→ **Page excerpt**:
══════════

If a vice-presidential candidate–and by extension, the candidate for president that chose him or her–are advocating infanticide, that’s a truly momentous issue that all citizens should be very concerned about.
If we look at Charles Camosy’s article in First Things–the one cited by Meador, https://www.firstthings.com/web-exclusives/2024/08/vp-nominee-tim-walz-supports-the-right-to-infanticide and titled “VP Nominee Tim Walz Supports the Right to Infanticide”–we note that there are no quotes from Walz, or any other data specific to him. Camosy’s case is built on a Minnesota law–part of Minnesota’s omnibus health bill passed in 2023–that Walz signed into law when he was governor.
So the claim being made isn’t just that there’s a candidate for vice president who advocates infanticide. It’s that infanticide is already legal in Minnesota, not just for babies born after an attempted abortion, but for all infants. Indeed, it has been for more than a year.
This is, let it be acknowledged, an explosive development if true, and among other disturbing features is that the situation has been almost entirely ignored by journalists, and even more by legislators and the courts. One would have expected that such a profound violation of one of the bedrock principles of the American legal code would have received much more attention fork the many pro-life or conservative reporters, legislators, and jurists concerned with the topic. For some reason we are only hearing about it late in the summer of an election year.
As I said, Camosy only cites the Minnesota law of 2023 as evidence of his claim that Walz supports infanticide.
You can read the law as it currently stands here https://www.revisor.mn.gov/statutes/cite/145.423#:~:text=An%20infant%20who%20is%20born,immediate%20protection%20under%20the%20law
and see the specific changes made in the previous statute here https://www.revisor.mn.gov/laws/2023/0/70/#laws.4.56.0
(To search for the law on the Minnesota pages find for “section 145.423, subdivision 1”)
Here is the law as it currently reads:
“An infant who is born alive shall be fully recognized as a human person, and accorded immediate protection under the law. All reasonable measures consistent with good medical practice, including the compilation of appropriate medical records, shall be taken by the responsible medical personnel to care for the infant who is born alive.”
Note that the requirements specified apply to any infant that is born alive, not just to those subsequent to an abortion. All such infants are defined as human persons and accorded the protection of the law. The law gives every newborn the same full human rights that other humans have. The omitted language from the previous law established an obligation to do whatever it takes to prolong life (life-sustaining treatment) even in hopeless cases–which we often do not do for dying adults.
“Life-sustaining treatment” is defined by the AMA as “any treatment that serves to prolong life without reversing the underlying medical condition.” https://journalofethics.ama-assn.org/article/ama-code-medical-ethics-opinions-care-end-life/2013-12
Camosy and others appear to be arguing that a failure to mandate life-sustaining treatment, regardless of outcome, is literally infanticide–as he explains in the First Things article previously cited, “by infanticide, I really do mean aiming at the death of newborn infants.”
That is a real debate in medical ethics, of course. But it isn’t agreed upon in US law that all failure to pursue every available means to preserve life in every case is tantamount to homicide. If our position is that every state that doesn’t require such is “aiming at” murder, and that every politician who tolerates the current regime is an accessory, we should make that clear, and situate the specific acts of individuals such as Walz in that context.

══════════

→ **Provided information**:
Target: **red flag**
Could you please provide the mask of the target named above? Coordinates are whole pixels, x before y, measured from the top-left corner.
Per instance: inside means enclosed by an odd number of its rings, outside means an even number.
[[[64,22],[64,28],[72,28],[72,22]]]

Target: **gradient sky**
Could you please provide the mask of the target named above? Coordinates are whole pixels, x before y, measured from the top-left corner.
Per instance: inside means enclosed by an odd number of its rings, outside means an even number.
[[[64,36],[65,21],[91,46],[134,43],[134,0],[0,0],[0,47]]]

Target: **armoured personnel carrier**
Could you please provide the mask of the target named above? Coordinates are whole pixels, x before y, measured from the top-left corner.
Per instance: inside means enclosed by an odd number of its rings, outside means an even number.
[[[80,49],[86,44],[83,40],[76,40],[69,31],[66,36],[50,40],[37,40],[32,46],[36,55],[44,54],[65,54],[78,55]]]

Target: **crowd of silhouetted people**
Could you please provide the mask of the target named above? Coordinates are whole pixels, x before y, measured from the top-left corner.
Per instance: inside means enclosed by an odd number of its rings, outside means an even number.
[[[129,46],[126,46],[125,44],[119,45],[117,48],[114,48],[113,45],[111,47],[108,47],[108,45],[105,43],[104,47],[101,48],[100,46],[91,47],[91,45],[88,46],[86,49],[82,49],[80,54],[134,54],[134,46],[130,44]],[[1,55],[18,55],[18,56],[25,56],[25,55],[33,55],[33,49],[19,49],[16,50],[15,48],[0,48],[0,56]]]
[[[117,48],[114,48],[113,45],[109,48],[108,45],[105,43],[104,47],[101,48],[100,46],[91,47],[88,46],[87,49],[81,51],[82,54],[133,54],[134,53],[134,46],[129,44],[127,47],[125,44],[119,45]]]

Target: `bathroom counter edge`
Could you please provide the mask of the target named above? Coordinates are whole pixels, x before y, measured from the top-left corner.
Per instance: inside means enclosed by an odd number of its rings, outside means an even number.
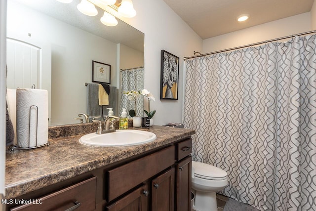
[[[153,142],[139,145],[102,147],[79,143],[82,135],[49,139],[48,147],[9,151],[5,164],[5,198],[12,199],[110,164],[171,144],[194,130],[155,126],[139,128],[155,133]]]

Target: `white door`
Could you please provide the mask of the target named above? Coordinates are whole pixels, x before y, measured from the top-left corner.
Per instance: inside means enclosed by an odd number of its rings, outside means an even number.
[[[6,52],[7,88],[39,88],[40,48],[7,38]]]

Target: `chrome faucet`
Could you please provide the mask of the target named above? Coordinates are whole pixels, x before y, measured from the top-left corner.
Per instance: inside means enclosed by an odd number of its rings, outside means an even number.
[[[84,117],[84,119],[85,119],[85,123],[89,123],[89,115],[85,114],[79,114],[78,117]]]
[[[109,132],[115,132],[115,129],[114,129],[113,120],[115,119],[119,119],[119,117],[116,117],[115,116],[109,116],[107,117],[103,127],[102,127],[102,122],[100,120],[92,120],[92,122],[94,123],[99,123],[99,126],[96,134],[100,134],[103,133],[108,133]],[[110,122],[111,122],[111,125],[110,125]]]

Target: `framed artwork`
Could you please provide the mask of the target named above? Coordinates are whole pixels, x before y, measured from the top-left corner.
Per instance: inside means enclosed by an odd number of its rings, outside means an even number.
[[[92,82],[111,84],[111,65],[92,61]]]
[[[178,99],[179,57],[161,50],[160,99]]]

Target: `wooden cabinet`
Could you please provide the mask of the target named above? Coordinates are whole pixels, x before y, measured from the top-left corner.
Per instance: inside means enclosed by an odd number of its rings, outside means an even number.
[[[176,144],[175,209],[177,211],[191,210],[191,169],[192,140],[187,139]]]
[[[21,196],[41,204],[7,205],[6,210],[189,211],[191,146],[190,138],[175,141]]]
[[[106,207],[108,211],[147,211],[149,210],[149,188],[148,185],[127,194],[114,204]]]
[[[177,164],[176,211],[191,209],[192,163],[191,156],[188,156]]]
[[[152,190],[152,211],[173,211],[174,169],[153,179]]]
[[[43,197],[27,200],[11,211],[94,211],[95,209],[96,177],[86,179]],[[19,204],[18,203],[17,204]]]

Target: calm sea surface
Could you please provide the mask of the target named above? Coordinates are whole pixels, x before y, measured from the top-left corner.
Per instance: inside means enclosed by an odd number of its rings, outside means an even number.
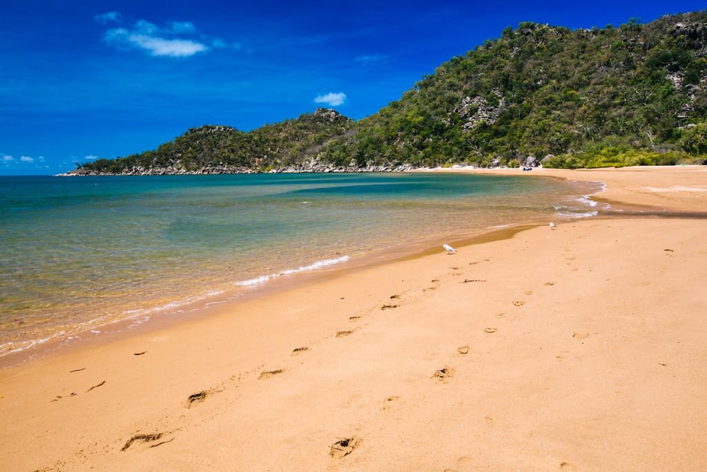
[[[583,196],[599,190],[419,173],[0,177],[0,355],[405,246],[589,216]]]

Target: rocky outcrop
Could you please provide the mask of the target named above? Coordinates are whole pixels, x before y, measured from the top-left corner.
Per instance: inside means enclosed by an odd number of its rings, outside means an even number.
[[[473,98],[467,96],[462,100],[460,105],[455,107],[453,113],[465,122],[462,125],[464,131],[471,131],[481,122],[493,125],[498,119],[498,115],[506,106],[506,100],[500,91],[495,89],[493,91],[498,99],[498,105],[489,105],[489,101],[481,96]]]
[[[333,172],[404,172],[415,168],[411,164],[391,163],[375,164],[368,163],[366,166],[359,166],[355,159],[352,159],[348,166],[335,166],[332,163],[322,162],[312,158],[309,161],[295,166],[271,168],[267,172],[256,171],[246,167],[230,166],[216,166],[203,167],[196,170],[187,171],[175,167],[160,167],[144,168],[133,167],[124,169],[122,172],[116,173],[112,172],[100,172],[90,169],[80,168],[71,172],[58,174],[59,177],[95,176],[95,175],[203,175],[209,174],[242,174],[242,173],[321,173]]]

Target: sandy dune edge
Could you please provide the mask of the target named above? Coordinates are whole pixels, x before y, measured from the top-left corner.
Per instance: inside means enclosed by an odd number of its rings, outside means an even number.
[[[535,228],[6,369],[0,468],[695,468],[705,229]]]

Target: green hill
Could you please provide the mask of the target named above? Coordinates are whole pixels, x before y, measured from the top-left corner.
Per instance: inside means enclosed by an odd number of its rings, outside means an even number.
[[[320,109],[248,133],[202,127],[81,168],[518,165],[527,156],[596,167],[706,154],[707,11],[591,30],[523,23],[356,122]]]

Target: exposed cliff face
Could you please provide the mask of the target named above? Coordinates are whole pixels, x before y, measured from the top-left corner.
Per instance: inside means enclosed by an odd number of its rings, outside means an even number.
[[[358,122],[320,108],[249,132],[204,126],[75,173],[518,166],[549,155],[547,165],[670,163],[699,158],[707,132],[694,125],[706,122],[707,11],[603,29],[525,23]]]

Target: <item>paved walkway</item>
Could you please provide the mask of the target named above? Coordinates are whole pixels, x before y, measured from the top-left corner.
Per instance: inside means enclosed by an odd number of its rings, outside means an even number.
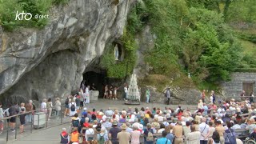
[[[160,107],[162,109],[165,108],[165,106],[171,107],[173,109],[176,109],[178,107],[177,105],[164,105],[162,103],[150,103],[147,104],[146,102],[141,102],[141,105],[125,105],[124,101],[121,100],[109,100],[109,99],[99,99],[98,101],[92,102],[91,103],[86,106],[87,109],[91,110],[93,108],[95,108],[96,110],[103,109],[104,110],[106,110],[108,107],[111,109],[118,109],[119,110],[122,109],[127,110],[128,107],[131,107],[133,110],[134,110],[135,107],[138,107],[140,109],[141,107]],[[194,107],[194,105],[181,105],[182,108],[186,107]],[[68,122],[70,120],[70,118],[65,118],[63,119],[63,122]],[[27,130],[22,134],[18,134],[18,139],[15,141],[14,138],[14,134],[10,132],[10,141],[8,143],[14,143],[14,144],[54,144],[54,143],[59,143],[60,137],[59,134],[61,133],[61,130],[62,127],[66,127],[67,130],[69,130],[70,124],[63,124],[59,126],[60,121],[59,119],[51,119],[50,121],[51,123],[51,126],[53,126],[48,129],[39,129],[39,130],[33,130],[33,133],[30,133],[30,130],[31,128],[30,126],[27,126]],[[58,125],[58,126],[57,126]],[[4,135],[2,135],[2,138],[4,138]]]
[[[30,135],[26,135],[14,142],[13,144],[57,144],[60,142],[59,134],[62,127],[68,128],[69,124],[54,126],[52,128],[36,131]]]

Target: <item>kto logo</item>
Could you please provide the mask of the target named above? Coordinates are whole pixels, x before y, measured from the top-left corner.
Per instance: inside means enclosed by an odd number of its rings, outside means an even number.
[[[29,21],[32,18],[32,14],[31,13],[18,13],[18,11],[16,12],[16,18],[15,20],[22,21],[23,19]]]

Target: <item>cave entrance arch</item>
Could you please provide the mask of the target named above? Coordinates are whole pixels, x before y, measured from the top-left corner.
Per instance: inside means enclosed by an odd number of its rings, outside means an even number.
[[[99,92],[98,98],[103,98],[104,86],[108,82],[105,70],[87,70],[83,74],[83,81],[86,86],[91,86],[94,83],[96,90]]]

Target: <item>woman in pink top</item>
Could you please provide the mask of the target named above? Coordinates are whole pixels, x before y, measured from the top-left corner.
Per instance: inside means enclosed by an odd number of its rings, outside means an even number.
[[[130,144],[139,144],[139,138],[141,135],[141,132],[138,130],[137,125],[134,126],[133,129],[134,129],[134,131],[130,133],[130,136],[131,136]]]

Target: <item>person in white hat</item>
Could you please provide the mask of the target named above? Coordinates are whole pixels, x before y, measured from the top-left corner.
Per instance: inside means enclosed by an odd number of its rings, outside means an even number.
[[[118,134],[118,139],[120,144],[129,144],[130,140],[130,134],[126,132],[126,124],[123,123],[121,126],[122,131]]]
[[[104,126],[102,126],[101,132],[99,134],[97,134],[97,140],[102,141],[103,140],[104,142],[108,141],[108,136],[107,136],[107,130]]]
[[[130,133],[131,135],[131,140],[130,143],[131,144],[138,144],[139,143],[139,138],[141,135],[141,132],[138,130],[139,125],[138,126],[134,126],[133,129],[134,131]]]

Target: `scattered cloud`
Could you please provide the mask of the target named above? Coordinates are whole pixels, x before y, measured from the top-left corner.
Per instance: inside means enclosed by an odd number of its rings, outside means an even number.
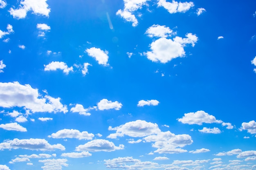
[[[215,117],[210,115],[204,111],[198,111],[195,113],[185,113],[182,118],[178,119],[178,121],[182,124],[190,125],[196,124],[202,125],[203,123],[212,124],[217,123],[220,124],[222,122],[220,120],[216,120]]]
[[[112,142],[105,139],[95,139],[84,145],[80,145],[76,147],[76,151],[78,152],[88,151],[90,152],[111,152],[115,150],[124,149],[124,145],[116,146]]]
[[[87,49],[85,51],[88,55],[94,58],[98,62],[99,64],[102,64],[104,66],[108,66],[108,51],[107,51],[101,50],[100,49],[97,49],[95,47],[92,47],[90,49]]]
[[[144,100],[141,100],[139,101],[137,106],[139,107],[142,107],[145,105],[147,106],[157,106],[159,104],[159,102],[157,100],[147,100],[146,101]]]
[[[48,65],[44,65],[45,71],[56,71],[57,69],[63,70],[63,73],[67,75],[70,71],[73,71],[73,67],[68,67],[64,62],[52,62]]]
[[[9,11],[13,18],[20,19],[25,18],[28,11],[32,11],[33,13],[38,15],[49,17],[50,9],[46,3],[47,0],[33,1],[24,0],[20,2],[18,8],[13,9],[11,8]]]
[[[221,131],[220,129],[215,127],[213,128],[204,127],[202,129],[198,130],[198,131],[204,133],[213,133],[213,134],[218,134],[218,133],[221,133]]]
[[[48,137],[53,138],[76,138],[79,140],[91,140],[94,137],[94,135],[89,133],[87,131],[80,132],[76,129],[64,129],[58,131],[56,133],[53,133]]]

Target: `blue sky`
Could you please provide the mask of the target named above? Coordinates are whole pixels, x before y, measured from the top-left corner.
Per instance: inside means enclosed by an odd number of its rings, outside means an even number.
[[[256,169],[252,0],[0,0],[0,170]]]

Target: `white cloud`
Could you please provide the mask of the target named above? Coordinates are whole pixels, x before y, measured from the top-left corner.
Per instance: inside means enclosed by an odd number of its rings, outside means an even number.
[[[61,144],[52,145],[45,139],[19,139],[16,138],[0,143],[0,150],[18,148],[40,150],[53,150],[55,149],[65,150],[65,147]]]
[[[146,101],[144,100],[141,100],[139,101],[139,103],[138,103],[138,104],[137,104],[137,106],[139,107],[142,107],[145,105],[147,106],[157,106],[158,105],[159,103],[159,102],[157,101],[157,100],[147,100]]]
[[[87,49],[85,51],[88,55],[94,57],[98,62],[99,64],[103,64],[105,66],[109,65],[108,64],[108,51],[104,51],[100,49],[92,47],[90,49]]]
[[[73,67],[68,67],[64,62],[52,62],[48,65],[44,65],[45,71],[56,71],[57,69],[63,70],[63,73],[68,74],[70,71],[73,71]]]
[[[248,123],[243,122],[242,124],[242,126],[240,129],[247,130],[248,133],[255,134],[256,133],[256,122],[254,120],[250,121]]]
[[[169,159],[169,158],[167,158],[167,157],[156,157],[153,160],[168,160],[168,159]]]
[[[25,46],[24,45],[19,45],[18,46],[19,47],[19,48],[22,49],[22,50],[24,50],[26,48]]]
[[[202,149],[197,149],[195,150],[191,150],[191,151],[189,151],[189,153],[200,153],[207,152],[210,152],[210,150],[209,149],[202,148]]]
[[[9,124],[1,124],[0,128],[2,128],[7,130],[14,130],[20,132],[27,132],[27,129],[20,125],[16,122]]]
[[[28,11],[32,11],[33,13],[38,15],[49,17],[50,9],[46,3],[47,0],[24,0],[20,2],[17,9],[11,8],[9,12],[13,18],[18,19],[24,18]]]
[[[124,145],[116,146],[112,142],[104,139],[95,139],[90,141],[84,145],[81,145],[76,147],[76,151],[80,152],[88,151],[91,152],[111,152],[117,150],[124,149]]]
[[[38,119],[42,121],[47,121],[49,120],[52,120],[52,118],[50,117],[39,117]]]
[[[61,99],[48,95],[42,96],[38,89],[29,84],[23,85],[18,82],[0,82],[0,106],[4,108],[24,107],[32,113],[67,112],[67,106],[60,102]]]
[[[6,67],[6,65],[3,62],[3,60],[0,60],[0,73],[3,73],[4,71],[2,70]]]
[[[198,15],[198,16],[199,16],[204,12],[206,12],[206,10],[205,9],[203,8],[199,8],[196,10],[196,14]]]
[[[221,133],[221,131],[220,129],[218,128],[207,128],[204,127],[202,129],[198,130],[199,132],[201,132],[204,133],[213,133],[213,134],[218,134]]]
[[[88,66],[92,66],[92,64],[87,62],[83,63],[83,70],[82,70],[82,73],[83,75],[86,75],[86,74],[88,73]]]
[[[49,137],[53,138],[76,138],[79,140],[91,140],[94,137],[94,135],[89,133],[87,131],[80,132],[76,129],[64,129],[54,133],[48,136]]]
[[[66,162],[67,161],[66,159],[52,159],[40,160],[39,162],[44,163],[44,166],[41,167],[43,170],[61,170],[62,166],[68,166],[68,164]]]
[[[148,28],[145,33],[149,37],[157,37],[162,38],[166,38],[175,34],[173,30],[168,27],[158,24],[154,24]]]
[[[48,26],[46,24],[37,24],[36,28],[41,30],[49,30],[51,29],[51,27]]]
[[[61,154],[62,157],[69,157],[70,158],[83,158],[84,157],[90,157],[92,154],[88,151],[83,151],[81,152],[63,153]]]
[[[185,12],[194,5],[192,2],[178,3],[174,0],[171,2],[166,2],[166,0],[159,0],[157,5],[158,7],[163,7],[167,9],[170,13]]]
[[[97,104],[98,108],[100,110],[115,109],[116,110],[119,110],[123,105],[117,101],[112,102],[107,99],[103,99]]]
[[[210,115],[202,110],[198,111],[195,113],[185,113],[184,116],[182,118],[179,119],[178,121],[182,124],[190,125],[196,124],[198,125],[202,125],[203,123],[220,124],[222,122],[221,120],[216,120],[214,116]]]
[[[0,0],[0,8],[4,8],[7,5],[6,1],[3,0]]]
[[[115,133],[112,133],[108,136],[108,138],[111,139],[122,137],[125,135],[131,137],[143,137],[156,134],[161,131],[156,124],[141,120],[130,121],[114,128],[109,126],[108,130],[116,130]]]

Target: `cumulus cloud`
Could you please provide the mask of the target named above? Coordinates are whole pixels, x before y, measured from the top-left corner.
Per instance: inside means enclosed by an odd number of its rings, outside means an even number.
[[[68,67],[64,62],[52,62],[48,65],[44,65],[45,71],[56,71],[57,69],[63,70],[63,73],[68,74],[70,71],[73,71],[73,67]]]
[[[202,129],[198,130],[198,131],[204,133],[213,133],[213,134],[218,134],[218,133],[221,133],[221,131],[220,129],[215,127],[213,128],[204,127]]]
[[[88,151],[83,151],[81,152],[63,153],[61,154],[62,157],[73,158],[83,158],[91,156],[92,156],[92,154]]]
[[[202,148],[200,149],[197,149],[195,150],[191,150],[189,151],[189,153],[204,153],[204,152],[210,152],[210,150],[208,149],[205,149],[204,148]]]
[[[11,8],[9,11],[13,18],[18,19],[25,18],[28,11],[32,11],[33,13],[49,17],[50,9],[46,3],[47,0],[24,0],[17,9]]]
[[[182,124],[190,125],[196,124],[198,125],[202,125],[203,123],[220,124],[222,122],[221,120],[216,120],[214,116],[210,115],[202,110],[198,111],[195,113],[185,113],[184,116],[182,118],[178,119],[178,121]]]
[[[171,2],[166,2],[166,0],[159,0],[157,5],[158,7],[163,7],[167,9],[170,13],[185,12],[194,5],[192,2],[178,2],[174,0],[173,0]]]
[[[49,137],[53,138],[76,138],[79,140],[91,140],[94,137],[94,135],[89,133],[87,131],[80,132],[76,129],[64,129],[53,133]]]
[[[139,101],[139,103],[138,103],[138,104],[137,104],[137,106],[139,107],[142,107],[145,105],[147,106],[157,106],[158,105],[159,103],[159,102],[157,101],[157,100],[147,100],[146,101],[145,101],[144,100],[141,100]]]
[[[63,106],[59,97],[54,98],[49,95],[42,96],[38,89],[29,84],[23,85],[18,82],[0,82],[0,106],[4,108],[24,107],[32,113],[54,113],[67,112],[67,106]]]
[[[103,99],[97,104],[98,108],[100,110],[115,109],[116,110],[119,110],[123,105],[117,101],[112,102],[107,99]]]
[[[95,139],[84,145],[81,145],[76,147],[76,151],[78,152],[88,151],[90,152],[111,152],[115,150],[124,149],[124,145],[116,146],[112,142],[104,139]]]
[[[56,149],[61,150],[65,150],[65,147],[61,144],[52,145],[45,139],[19,139],[16,138],[0,143],[0,150],[18,148],[43,151],[53,150]]]
[[[115,133],[110,134],[108,138],[116,139],[125,135],[131,137],[143,137],[160,132],[156,124],[147,122],[144,120],[137,120],[130,121],[115,128],[108,127],[109,130],[116,130]]]
[[[99,64],[102,64],[104,66],[109,65],[108,64],[108,51],[104,51],[100,49],[92,47],[90,49],[87,49],[85,51],[89,56],[94,58],[98,62]]]
[[[0,128],[7,130],[14,130],[20,132],[27,132],[27,129],[20,125],[16,122],[10,123],[9,124],[1,124],[0,125]]]

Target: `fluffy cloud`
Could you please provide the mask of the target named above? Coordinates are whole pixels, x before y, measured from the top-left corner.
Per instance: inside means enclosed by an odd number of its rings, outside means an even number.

══════════

→ **Parts of the exercise**:
[A] According to the commentary, how does the AMA define "life-sustaining treatment"?
[B] Duplicate the part of the commentary between "If a vice-presidential" and "very concerned about.", inclusive.

→ **Solutions per task**:
[A] The AMA defines it as "any treatment that serves to prolong life without reversing the underlying medical condition."

[B]
If a vice-presidential candidate–and by extension, the candidate for president that chose him or her–are advocating infanticide, that’s a truly momentous issue that all citizens should be very concerned about.